#### TEXT SEGMENT
########################################
Organic Blueberry Planting Guide
Blueberries are an easy way to create an edible landscape with highly desirable ornamental values. Once established blueberries require little upkeep. Just a little pruning in late winter and you will have no less than 30 years of fruit. Some plants can live for over 100 years.
Site Selection and Preparation
Select a sunny location with well-drained soil that is free of weeds and is well-worked. It is best to prepare the site several months in advance to allow your amendments to integrate into the soil. Where the soil is not ideal or marginally-drained, raised beds are an excellent option. Blueberries can also grow well in containers
Blueberries need acidic soils. Incorporating peat moss into the planting medium is our recommendation. For planting into the ground, dig an area about 3 feet around and 18 inches deep for each plant. Remove a third of the soil. Add an equal amount of pre-moistened peat moss and mix well. One bag of compressed bale will be enough for 4 plants. For raised beds or containers mix equal volumes peat moss, pine bark, compost or a planting mix with a high content of organic matter. Do not use manure in your mix.
Blueberries can be planted as close as 2 feet to form solid hedgerows or spaced up to 6 feet apart. If planted in rows, allow 10 feet between the rows to allow for mowing equipment etc.
In most areas, it’s ideal to plant in the fall or spring. We prefer and encourage folks to plant in fall as it is less stressful to young plants to avoid heat in spring that can quickly dry out soil. If you purchased potted blueberry plants, remove from pot and lightly roughen up the outside surface of the root ball. Mound the plant’s top soil about 1/2 inch higher than the existing ground and firm around root ball. Then mound soil up along sides of exposed root mass and water in well. If you purchased bear root plants follow the same methods, just skip the roughening the root ball. Be careful to avoid exposure to direct sunlight on exposed roots. It only takes a few seconds for the sun to destroy micro-roots that we can’t even see. It is important that you water in the soil before you plant to remove as many air pockets as possible and to allow the soil to compact to its normal state before planting. This is why we encourage prepping the soil in advance of planting. Mounding up the soil is important as it allows for better drainage. In commercial plantings a 2 foot dip between the base of the plant and the middle of the row is standard practice, so don’t be afraid to mound high.
########################################
#### DIRECTIVE 1
List the qualities the blueberry planting guide says a planting site should have.
#### DIRECTIVE 2
In the blueberry planting guide, how large an area should be dug for each plant set into the ground?
#### DIRECTIVE 3
Write the next part of the blueberry planting guide, picking up after its final sentence.

#### RECORDS SHOWN
########################################
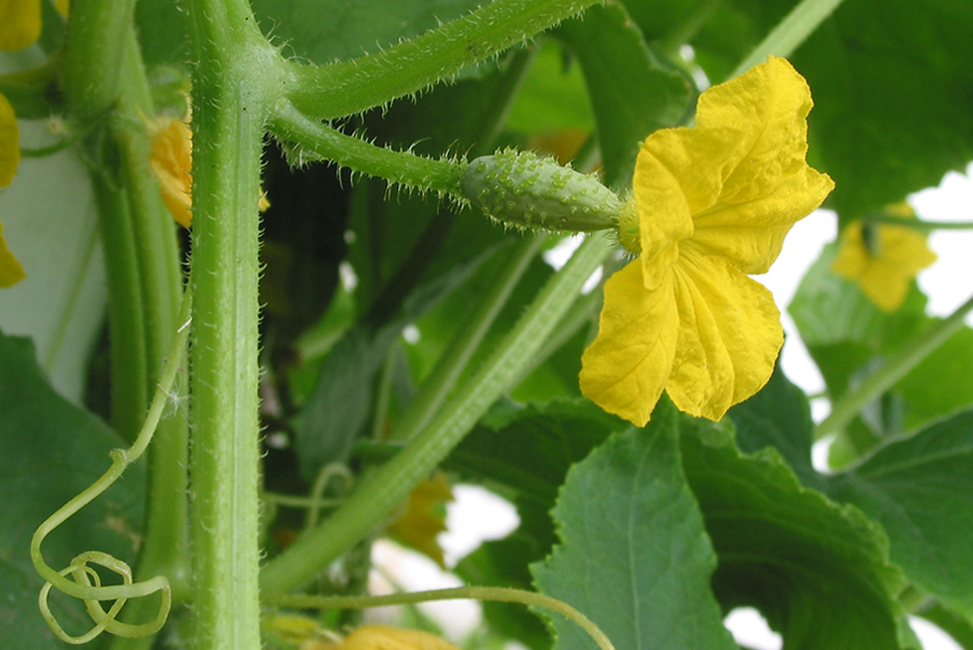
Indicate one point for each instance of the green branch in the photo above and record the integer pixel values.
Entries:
(312, 140)
(386, 487)
(790, 33)
(495, 594)
(346, 88)
(922, 225)
(895, 368)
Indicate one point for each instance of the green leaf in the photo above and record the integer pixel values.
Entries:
(818, 571)
(40, 225)
(322, 31)
(634, 556)
(162, 32)
(892, 146)
(631, 94)
(553, 97)
(341, 400)
(919, 489)
(51, 452)
(779, 416)
(524, 454)
(848, 336)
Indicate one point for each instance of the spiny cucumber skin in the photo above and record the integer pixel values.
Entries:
(521, 189)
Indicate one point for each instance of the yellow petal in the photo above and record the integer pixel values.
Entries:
(383, 637)
(171, 161)
(9, 142)
(677, 174)
(768, 185)
(626, 367)
(11, 272)
(20, 23)
(729, 336)
(738, 181)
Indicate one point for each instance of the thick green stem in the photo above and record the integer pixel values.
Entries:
(896, 367)
(96, 51)
(315, 141)
(385, 489)
(233, 76)
(340, 89)
(789, 33)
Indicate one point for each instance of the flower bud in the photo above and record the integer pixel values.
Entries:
(521, 189)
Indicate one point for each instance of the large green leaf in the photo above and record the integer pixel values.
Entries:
(51, 452)
(916, 487)
(778, 416)
(524, 453)
(322, 31)
(919, 489)
(631, 94)
(890, 117)
(818, 571)
(634, 556)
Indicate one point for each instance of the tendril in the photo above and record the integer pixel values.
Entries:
(79, 579)
(498, 594)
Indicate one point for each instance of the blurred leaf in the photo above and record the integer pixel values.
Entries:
(848, 336)
(919, 489)
(634, 555)
(341, 400)
(631, 94)
(818, 571)
(553, 97)
(55, 237)
(162, 32)
(51, 452)
(424, 517)
(322, 31)
(871, 51)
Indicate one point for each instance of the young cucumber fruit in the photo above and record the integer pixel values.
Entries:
(521, 189)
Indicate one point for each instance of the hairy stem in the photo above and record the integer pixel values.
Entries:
(383, 490)
(340, 89)
(233, 78)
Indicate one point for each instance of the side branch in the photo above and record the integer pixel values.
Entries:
(349, 87)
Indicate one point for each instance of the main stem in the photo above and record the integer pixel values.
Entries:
(230, 88)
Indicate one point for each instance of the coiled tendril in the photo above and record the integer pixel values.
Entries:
(79, 579)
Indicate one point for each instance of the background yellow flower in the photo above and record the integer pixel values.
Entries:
(714, 204)
(883, 259)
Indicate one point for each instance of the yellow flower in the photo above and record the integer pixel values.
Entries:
(883, 258)
(11, 271)
(711, 205)
(20, 22)
(171, 161)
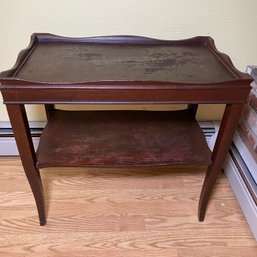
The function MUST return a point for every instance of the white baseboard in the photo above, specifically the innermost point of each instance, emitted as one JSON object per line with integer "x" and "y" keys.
{"x": 242, "y": 194}
{"x": 249, "y": 208}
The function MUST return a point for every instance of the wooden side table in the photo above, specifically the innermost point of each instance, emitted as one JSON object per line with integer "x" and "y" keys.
{"x": 122, "y": 70}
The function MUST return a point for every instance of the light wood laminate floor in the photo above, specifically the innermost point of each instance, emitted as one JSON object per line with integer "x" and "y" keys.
{"x": 119, "y": 213}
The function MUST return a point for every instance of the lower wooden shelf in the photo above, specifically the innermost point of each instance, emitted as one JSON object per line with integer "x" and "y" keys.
{"x": 122, "y": 138}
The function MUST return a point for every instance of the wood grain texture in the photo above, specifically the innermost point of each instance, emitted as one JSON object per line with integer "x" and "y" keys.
{"x": 119, "y": 212}
{"x": 122, "y": 138}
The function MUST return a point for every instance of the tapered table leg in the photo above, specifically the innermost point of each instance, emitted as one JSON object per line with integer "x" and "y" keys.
{"x": 25, "y": 146}
{"x": 227, "y": 128}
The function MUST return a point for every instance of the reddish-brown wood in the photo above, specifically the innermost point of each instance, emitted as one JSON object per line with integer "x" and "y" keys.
{"x": 122, "y": 138}
{"x": 25, "y": 146}
{"x": 223, "y": 141}
{"x": 121, "y": 70}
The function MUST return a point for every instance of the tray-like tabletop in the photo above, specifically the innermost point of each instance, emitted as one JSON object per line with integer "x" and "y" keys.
{"x": 56, "y": 60}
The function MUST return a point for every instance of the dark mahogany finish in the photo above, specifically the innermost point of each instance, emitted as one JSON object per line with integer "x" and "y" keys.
{"x": 123, "y": 70}
{"x": 122, "y": 138}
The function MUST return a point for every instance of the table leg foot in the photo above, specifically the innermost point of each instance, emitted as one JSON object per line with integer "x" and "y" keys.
{"x": 209, "y": 182}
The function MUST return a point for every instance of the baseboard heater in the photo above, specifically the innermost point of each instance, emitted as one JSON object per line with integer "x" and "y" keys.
{"x": 239, "y": 167}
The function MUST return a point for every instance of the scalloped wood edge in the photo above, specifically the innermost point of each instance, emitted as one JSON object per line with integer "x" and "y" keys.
{"x": 7, "y": 77}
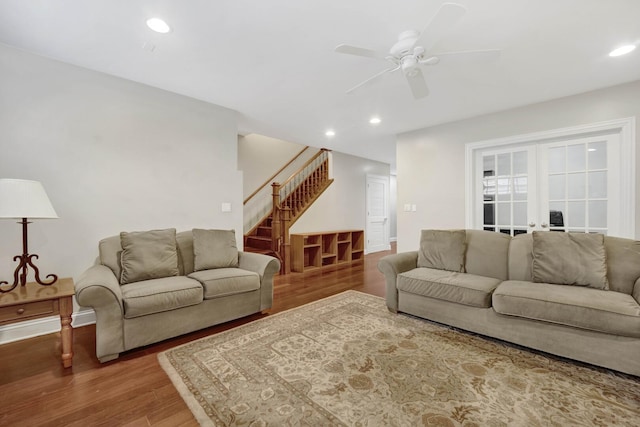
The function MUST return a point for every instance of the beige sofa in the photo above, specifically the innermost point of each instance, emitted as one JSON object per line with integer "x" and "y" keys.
{"x": 149, "y": 286}
{"x": 547, "y": 291}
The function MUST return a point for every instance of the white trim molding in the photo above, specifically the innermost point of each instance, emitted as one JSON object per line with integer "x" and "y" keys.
{"x": 625, "y": 127}
{"x": 43, "y": 326}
########################################
#### FINAL RESULT 1
- Sunny location
- Well-drained soil
- Free of weeds
- Well-worked

#### FINAL RESULT 2
An area about 3 feet around and 18 inches deep.

#### FINAL RESULT 3
Planting On a Hill
If you are planting on a hill the hill is too steep if soil cannot be held in place and erodes away quickly. Its not a good idea to plant there unless you have a way to stop erosion (i.e. building small retaining walls). Signs of erosion are easily visible to the eye. You do not need to mound up as high on a hill as drainage will take place naturally with gravity.
Watering Young Plants
We suggest you water every day for the first 5-7 days and then every-other day for the next 5-7 days and then every 3-4 days for the next 5-7 days and then once a week for the first 2 years. Each plant needs a gallon of water per week, so if it doesn’t rain you will need to water until your plant has an established root system (3 years). We are not fans of irrigation systems, as they are expensive, but you can set up drip tape as a solution to conserve water during the first few establishment years.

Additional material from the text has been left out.